* [Task requirements]
The answer must be one number: how many lines in the records below contain the string "tree".

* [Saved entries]
###
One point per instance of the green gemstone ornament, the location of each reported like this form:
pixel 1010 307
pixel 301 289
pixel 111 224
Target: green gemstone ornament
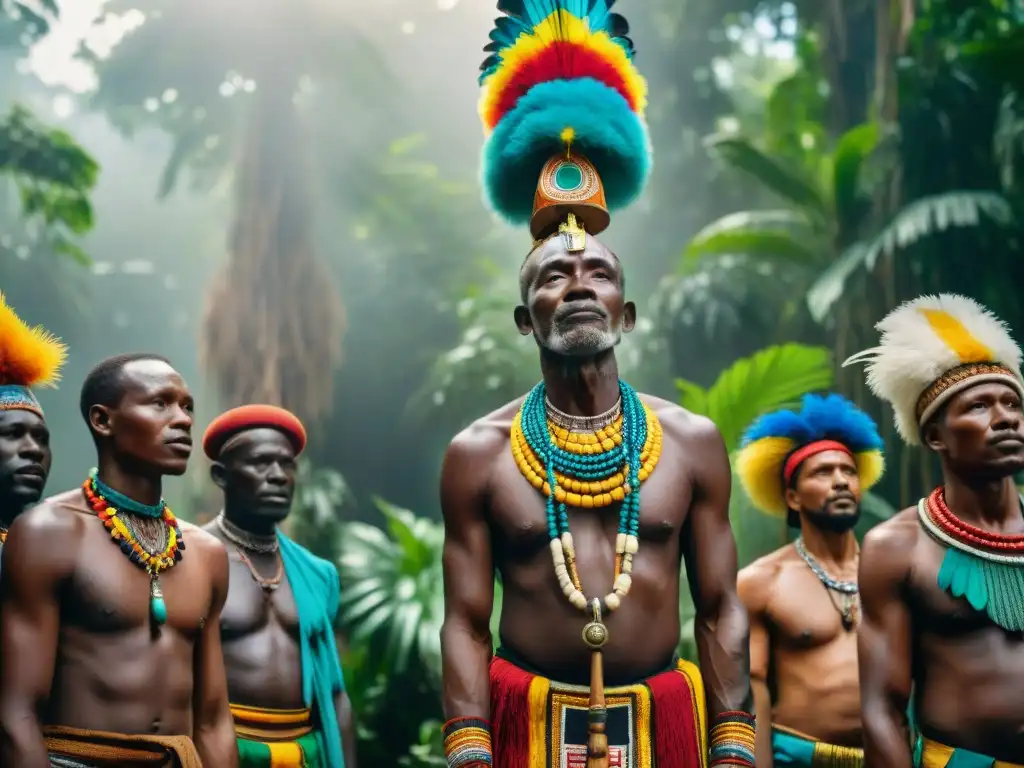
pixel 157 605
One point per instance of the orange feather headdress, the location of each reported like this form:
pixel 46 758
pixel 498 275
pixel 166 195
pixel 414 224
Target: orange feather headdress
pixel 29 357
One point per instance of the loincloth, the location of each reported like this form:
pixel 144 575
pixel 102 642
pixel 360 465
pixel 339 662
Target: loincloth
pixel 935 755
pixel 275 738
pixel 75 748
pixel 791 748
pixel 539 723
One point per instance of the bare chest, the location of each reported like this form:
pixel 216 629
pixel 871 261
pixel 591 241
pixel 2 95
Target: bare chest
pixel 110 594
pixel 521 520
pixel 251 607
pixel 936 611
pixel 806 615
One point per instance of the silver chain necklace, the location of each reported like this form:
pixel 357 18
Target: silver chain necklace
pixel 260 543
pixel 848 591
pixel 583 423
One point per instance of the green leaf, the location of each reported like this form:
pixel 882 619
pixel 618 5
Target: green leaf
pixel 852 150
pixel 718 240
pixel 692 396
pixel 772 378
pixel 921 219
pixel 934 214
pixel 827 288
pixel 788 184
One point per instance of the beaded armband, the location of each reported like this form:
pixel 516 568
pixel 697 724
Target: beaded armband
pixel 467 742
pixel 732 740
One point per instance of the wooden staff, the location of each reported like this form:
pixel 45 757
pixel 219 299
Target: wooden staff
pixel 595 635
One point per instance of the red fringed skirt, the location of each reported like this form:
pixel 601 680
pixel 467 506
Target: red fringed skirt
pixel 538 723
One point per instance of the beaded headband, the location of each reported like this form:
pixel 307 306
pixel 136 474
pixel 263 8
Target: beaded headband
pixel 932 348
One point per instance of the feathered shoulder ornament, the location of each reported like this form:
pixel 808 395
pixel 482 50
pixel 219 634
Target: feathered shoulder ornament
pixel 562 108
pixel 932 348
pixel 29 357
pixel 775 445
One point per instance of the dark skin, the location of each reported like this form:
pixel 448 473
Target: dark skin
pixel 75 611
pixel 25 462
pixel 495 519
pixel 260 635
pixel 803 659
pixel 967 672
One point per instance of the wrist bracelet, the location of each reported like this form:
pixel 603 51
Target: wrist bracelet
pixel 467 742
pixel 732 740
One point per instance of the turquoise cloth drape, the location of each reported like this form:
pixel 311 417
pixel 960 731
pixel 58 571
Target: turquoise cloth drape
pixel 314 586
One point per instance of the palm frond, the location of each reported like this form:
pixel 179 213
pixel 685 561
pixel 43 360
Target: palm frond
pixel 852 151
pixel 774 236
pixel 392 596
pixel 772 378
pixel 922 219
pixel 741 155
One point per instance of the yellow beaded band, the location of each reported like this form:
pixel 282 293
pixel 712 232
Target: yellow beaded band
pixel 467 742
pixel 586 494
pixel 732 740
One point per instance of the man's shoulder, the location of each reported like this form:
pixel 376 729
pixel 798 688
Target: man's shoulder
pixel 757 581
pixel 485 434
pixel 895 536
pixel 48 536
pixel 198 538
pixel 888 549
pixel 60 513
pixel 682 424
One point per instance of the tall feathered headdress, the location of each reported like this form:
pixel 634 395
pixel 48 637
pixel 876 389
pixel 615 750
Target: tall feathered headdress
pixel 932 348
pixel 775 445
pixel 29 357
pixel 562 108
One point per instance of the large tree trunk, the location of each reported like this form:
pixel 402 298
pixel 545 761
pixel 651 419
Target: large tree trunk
###
* [Response to this exercise]
2